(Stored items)
■ ■ ■

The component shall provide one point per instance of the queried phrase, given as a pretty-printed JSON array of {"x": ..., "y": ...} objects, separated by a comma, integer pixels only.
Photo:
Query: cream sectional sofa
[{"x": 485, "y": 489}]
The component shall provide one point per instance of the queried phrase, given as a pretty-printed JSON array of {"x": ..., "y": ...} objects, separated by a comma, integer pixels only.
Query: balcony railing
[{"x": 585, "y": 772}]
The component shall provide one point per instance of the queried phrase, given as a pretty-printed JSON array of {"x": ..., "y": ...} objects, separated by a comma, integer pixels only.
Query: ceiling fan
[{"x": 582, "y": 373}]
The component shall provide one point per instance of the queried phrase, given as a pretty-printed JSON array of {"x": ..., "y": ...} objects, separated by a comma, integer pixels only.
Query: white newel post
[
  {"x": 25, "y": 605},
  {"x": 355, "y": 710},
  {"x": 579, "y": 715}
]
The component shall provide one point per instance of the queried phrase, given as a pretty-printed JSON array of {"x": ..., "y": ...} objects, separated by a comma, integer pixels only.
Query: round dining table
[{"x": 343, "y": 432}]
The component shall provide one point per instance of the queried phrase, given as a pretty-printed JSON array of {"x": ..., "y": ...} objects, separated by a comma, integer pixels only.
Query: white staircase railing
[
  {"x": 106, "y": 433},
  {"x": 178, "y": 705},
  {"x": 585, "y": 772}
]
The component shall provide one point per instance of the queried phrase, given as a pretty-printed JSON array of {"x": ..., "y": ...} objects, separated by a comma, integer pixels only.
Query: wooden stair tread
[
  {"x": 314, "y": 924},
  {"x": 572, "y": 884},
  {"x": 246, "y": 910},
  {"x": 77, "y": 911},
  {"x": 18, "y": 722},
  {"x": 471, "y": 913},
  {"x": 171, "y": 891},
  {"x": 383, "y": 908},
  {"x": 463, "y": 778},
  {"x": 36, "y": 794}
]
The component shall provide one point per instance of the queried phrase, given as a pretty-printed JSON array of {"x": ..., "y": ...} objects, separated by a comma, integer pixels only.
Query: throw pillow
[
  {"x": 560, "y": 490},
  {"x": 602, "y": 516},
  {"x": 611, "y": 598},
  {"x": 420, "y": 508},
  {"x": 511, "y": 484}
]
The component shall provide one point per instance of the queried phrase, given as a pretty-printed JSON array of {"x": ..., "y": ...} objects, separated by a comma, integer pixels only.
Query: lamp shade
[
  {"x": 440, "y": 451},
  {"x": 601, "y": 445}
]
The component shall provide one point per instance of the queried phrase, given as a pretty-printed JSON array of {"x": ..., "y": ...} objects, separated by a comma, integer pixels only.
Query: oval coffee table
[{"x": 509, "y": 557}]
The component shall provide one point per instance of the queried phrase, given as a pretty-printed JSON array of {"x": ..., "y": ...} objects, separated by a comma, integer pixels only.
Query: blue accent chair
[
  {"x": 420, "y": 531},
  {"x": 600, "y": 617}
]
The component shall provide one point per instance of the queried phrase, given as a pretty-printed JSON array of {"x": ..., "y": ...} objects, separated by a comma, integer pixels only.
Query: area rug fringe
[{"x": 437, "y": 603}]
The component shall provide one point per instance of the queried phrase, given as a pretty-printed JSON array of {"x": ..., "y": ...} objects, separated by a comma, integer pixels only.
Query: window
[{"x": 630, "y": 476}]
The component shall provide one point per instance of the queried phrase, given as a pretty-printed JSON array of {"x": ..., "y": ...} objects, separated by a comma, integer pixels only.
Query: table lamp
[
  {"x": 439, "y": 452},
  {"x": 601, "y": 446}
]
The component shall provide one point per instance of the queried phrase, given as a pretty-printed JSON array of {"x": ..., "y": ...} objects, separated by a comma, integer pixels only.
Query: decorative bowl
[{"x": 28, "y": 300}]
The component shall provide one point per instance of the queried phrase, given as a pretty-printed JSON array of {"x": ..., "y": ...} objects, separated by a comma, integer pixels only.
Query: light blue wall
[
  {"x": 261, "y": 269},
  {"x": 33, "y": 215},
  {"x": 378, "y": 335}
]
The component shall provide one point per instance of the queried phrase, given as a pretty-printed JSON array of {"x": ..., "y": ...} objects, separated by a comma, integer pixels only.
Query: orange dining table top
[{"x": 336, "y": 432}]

■ ■ ■

How many lines in the records above contain the string "railing"? Case counts, and the reply should be the number alone.

Answer for the task: 2